# start of GIVEN ENTRIES

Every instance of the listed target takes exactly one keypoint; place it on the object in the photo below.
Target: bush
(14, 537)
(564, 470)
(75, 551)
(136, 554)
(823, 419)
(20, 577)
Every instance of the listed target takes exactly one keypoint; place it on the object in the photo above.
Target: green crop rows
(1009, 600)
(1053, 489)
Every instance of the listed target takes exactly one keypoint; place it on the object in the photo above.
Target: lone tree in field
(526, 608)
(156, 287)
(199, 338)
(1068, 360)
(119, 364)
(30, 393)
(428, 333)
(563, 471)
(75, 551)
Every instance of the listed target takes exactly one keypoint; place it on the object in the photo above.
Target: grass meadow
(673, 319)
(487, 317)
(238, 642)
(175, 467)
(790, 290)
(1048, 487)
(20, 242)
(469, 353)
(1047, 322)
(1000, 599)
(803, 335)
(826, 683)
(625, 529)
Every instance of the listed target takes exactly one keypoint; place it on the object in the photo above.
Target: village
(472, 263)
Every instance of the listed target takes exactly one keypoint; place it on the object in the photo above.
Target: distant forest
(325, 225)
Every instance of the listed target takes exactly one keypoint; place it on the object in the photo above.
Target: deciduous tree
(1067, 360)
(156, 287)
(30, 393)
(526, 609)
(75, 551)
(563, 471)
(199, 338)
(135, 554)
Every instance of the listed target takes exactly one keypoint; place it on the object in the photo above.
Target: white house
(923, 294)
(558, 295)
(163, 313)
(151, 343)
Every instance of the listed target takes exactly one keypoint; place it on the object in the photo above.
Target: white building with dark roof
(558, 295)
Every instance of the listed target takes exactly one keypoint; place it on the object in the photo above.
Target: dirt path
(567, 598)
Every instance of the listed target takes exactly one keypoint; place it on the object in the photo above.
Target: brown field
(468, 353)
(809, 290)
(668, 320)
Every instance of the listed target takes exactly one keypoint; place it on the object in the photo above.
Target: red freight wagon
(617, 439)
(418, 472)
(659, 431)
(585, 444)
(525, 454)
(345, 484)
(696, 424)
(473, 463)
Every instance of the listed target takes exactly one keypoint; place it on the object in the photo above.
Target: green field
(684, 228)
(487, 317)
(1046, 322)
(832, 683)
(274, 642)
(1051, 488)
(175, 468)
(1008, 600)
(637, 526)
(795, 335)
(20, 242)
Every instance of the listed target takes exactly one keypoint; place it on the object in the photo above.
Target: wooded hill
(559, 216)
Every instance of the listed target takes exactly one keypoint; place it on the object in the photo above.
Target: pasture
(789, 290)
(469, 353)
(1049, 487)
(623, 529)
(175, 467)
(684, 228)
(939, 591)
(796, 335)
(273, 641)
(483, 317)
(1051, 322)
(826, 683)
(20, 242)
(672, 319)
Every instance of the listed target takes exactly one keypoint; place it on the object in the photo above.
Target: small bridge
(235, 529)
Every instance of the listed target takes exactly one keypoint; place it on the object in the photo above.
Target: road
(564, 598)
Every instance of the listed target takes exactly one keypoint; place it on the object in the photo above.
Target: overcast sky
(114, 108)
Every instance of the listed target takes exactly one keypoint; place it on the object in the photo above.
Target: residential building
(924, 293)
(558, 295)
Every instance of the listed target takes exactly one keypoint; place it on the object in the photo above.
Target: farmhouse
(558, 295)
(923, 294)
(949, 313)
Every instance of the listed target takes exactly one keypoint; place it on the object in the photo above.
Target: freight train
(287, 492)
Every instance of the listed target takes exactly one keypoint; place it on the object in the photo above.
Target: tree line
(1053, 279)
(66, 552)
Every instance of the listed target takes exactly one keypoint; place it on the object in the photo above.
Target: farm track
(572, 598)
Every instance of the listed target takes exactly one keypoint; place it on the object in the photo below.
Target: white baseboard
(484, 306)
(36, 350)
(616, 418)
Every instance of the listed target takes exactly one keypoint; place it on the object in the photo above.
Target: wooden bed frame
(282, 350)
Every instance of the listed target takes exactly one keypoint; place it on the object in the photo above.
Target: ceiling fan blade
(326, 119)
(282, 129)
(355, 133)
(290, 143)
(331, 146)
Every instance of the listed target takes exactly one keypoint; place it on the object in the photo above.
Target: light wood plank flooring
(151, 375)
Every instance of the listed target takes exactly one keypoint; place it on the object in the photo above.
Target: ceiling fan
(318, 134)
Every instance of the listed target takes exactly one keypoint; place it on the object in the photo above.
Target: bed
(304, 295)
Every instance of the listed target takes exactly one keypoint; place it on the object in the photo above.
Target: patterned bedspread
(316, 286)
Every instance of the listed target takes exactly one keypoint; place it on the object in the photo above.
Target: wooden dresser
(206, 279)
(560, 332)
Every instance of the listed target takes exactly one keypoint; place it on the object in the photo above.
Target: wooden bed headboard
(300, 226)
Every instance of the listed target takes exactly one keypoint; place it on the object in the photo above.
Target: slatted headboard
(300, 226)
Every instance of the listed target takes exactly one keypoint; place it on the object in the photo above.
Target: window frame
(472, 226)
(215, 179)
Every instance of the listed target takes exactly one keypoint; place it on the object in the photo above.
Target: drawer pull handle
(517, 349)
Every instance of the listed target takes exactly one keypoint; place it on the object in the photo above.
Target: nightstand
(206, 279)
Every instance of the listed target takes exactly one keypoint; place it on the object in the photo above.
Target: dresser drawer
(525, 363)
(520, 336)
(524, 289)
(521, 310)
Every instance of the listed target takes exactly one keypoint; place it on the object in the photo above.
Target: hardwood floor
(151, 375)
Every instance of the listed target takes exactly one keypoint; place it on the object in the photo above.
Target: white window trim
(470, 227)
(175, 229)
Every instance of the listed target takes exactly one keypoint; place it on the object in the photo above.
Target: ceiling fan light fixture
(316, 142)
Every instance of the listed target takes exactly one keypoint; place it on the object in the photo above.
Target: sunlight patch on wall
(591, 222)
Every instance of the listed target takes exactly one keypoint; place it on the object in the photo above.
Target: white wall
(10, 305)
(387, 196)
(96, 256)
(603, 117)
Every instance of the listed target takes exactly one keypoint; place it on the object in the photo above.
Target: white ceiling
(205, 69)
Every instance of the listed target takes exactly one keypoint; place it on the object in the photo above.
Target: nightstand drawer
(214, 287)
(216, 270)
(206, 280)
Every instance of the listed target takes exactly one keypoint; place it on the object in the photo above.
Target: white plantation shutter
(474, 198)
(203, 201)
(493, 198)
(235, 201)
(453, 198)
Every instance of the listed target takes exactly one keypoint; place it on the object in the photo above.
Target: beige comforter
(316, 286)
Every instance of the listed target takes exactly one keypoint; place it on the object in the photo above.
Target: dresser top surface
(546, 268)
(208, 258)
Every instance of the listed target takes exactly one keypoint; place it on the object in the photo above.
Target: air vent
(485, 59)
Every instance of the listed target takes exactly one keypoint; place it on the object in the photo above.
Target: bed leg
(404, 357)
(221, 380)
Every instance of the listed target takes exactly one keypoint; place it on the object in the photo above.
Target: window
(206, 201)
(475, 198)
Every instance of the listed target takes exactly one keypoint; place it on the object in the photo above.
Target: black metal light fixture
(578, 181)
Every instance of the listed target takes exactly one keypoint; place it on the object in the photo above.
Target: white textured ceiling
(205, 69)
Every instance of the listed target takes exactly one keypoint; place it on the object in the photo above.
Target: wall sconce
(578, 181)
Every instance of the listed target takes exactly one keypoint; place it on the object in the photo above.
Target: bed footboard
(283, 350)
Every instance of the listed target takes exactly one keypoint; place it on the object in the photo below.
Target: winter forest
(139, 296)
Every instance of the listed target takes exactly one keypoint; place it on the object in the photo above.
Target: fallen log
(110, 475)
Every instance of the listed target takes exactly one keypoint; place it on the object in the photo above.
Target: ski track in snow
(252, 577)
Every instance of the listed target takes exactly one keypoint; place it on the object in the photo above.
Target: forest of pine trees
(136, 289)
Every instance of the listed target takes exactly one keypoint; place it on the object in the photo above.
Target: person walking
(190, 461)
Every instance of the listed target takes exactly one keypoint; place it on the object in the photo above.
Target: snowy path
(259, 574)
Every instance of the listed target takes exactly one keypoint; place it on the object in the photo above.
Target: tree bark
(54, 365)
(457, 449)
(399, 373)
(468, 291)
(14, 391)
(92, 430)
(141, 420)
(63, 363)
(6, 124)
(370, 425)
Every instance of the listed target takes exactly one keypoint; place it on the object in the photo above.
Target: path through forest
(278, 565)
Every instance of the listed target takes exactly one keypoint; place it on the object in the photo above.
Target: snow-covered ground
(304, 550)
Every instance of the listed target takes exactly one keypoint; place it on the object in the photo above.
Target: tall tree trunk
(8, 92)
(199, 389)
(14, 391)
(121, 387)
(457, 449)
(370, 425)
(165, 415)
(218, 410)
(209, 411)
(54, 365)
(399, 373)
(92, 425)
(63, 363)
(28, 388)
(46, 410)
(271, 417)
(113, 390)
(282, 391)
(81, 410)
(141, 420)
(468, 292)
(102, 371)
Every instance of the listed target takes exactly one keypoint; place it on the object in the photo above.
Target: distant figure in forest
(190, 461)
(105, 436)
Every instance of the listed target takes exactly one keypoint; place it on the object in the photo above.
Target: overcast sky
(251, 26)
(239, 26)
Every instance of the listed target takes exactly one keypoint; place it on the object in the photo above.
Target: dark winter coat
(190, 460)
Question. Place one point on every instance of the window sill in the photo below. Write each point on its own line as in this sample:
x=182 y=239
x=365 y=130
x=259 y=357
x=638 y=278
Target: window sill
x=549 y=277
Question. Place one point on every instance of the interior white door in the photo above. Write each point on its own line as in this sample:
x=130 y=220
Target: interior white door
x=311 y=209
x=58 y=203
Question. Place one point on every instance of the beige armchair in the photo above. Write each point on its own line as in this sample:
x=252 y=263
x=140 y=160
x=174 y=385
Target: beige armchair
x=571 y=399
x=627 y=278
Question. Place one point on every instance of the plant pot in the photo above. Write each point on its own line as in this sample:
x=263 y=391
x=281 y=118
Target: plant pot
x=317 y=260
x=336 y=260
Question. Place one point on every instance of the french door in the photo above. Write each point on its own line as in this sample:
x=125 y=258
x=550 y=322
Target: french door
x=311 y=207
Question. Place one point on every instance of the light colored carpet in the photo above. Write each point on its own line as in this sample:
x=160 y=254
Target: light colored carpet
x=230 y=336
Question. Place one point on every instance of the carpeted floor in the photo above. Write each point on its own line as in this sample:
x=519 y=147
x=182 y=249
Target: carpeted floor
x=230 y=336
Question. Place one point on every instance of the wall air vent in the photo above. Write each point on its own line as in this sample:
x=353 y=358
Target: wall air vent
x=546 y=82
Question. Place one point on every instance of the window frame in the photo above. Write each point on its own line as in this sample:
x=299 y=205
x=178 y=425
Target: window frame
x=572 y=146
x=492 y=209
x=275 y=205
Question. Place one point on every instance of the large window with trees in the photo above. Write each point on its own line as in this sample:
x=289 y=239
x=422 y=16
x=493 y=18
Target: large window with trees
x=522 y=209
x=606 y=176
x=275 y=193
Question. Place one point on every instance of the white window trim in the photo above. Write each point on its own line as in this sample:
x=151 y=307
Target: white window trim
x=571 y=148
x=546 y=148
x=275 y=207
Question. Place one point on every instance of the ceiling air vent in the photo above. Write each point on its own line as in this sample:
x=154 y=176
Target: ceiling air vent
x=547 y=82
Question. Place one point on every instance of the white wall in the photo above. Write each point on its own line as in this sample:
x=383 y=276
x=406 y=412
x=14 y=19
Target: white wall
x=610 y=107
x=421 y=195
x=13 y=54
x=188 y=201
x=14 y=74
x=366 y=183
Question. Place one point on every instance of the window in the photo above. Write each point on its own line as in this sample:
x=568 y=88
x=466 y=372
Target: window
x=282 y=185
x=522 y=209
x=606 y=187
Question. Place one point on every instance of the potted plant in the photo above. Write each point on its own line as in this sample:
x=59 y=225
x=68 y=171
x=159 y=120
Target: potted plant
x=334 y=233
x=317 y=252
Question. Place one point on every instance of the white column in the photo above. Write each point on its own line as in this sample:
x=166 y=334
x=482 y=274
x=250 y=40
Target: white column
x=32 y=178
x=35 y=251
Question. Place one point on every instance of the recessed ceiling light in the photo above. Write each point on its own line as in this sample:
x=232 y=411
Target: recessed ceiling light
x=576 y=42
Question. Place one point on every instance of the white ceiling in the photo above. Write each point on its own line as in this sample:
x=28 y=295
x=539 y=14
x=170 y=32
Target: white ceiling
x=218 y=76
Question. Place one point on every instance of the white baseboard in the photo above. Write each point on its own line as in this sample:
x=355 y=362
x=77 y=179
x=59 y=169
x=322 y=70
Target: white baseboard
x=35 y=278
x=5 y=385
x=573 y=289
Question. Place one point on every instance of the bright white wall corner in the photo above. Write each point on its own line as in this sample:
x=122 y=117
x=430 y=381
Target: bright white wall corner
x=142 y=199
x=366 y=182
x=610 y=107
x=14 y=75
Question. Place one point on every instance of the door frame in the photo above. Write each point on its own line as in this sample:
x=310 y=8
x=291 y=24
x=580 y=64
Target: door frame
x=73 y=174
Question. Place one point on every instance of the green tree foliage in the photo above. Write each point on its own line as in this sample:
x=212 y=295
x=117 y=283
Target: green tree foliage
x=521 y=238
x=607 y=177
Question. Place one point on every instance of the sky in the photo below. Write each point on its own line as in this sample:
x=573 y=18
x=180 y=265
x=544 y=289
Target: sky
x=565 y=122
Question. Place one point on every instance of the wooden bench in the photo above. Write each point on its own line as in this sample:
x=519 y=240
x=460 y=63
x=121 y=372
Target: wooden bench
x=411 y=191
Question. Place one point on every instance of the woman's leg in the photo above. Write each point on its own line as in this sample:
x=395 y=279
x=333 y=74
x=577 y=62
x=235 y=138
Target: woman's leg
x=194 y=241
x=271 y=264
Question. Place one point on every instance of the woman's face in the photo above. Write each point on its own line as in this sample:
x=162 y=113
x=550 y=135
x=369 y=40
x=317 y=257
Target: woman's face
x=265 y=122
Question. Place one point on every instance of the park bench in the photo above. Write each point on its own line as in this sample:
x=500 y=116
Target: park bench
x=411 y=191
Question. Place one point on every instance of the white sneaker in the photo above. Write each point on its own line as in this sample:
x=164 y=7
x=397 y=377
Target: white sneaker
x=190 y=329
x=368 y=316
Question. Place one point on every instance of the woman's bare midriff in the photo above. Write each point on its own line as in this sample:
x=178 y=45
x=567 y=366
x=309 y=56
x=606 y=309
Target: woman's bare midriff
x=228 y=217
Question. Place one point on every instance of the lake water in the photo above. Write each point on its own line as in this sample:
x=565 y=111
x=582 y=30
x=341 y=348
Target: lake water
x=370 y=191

# end of GIVEN ENTRIES

WHAT TO DO — Only the lines from the one containing "Question. Place one point on every instance of the woman's face" through the end of the entries above belong in the answer; repeat them exactly.

SOLUTION —
Question. Place one point on every instance of the woman's face in the photo above. Write each point on its own line as in this sample:
x=162 y=113
x=550 y=135
x=369 y=40
x=317 y=257
Target: woman's face
x=265 y=122
Question. Place one point on every instance of the park bench in the photo above. Write each point on its own line as in this sample:
x=500 y=116
Target: park bench
x=411 y=191
Question. Place one point on every instance of the white sneaker in the photo above. Write each point on its own line as in this sample:
x=164 y=7
x=397 y=377
Target: white sneaker
x=190 y=329
x=368 y=316
Question. Place one point on every instance of the woman's bare midriff in the photo above. Write each point on its own line as in this sample:
x=178 y=45
x=567 y=366
x=309 y=56
x=606 y=309
Target: woman's bare midriff
x=228 y=217
Question. Place one point on every instance of the lake water in the photo above. Write each point on its own line as in this sample:
x=565 y=111
x=582 y=30
x=341 y=348
Target: lake water
x=370 y=191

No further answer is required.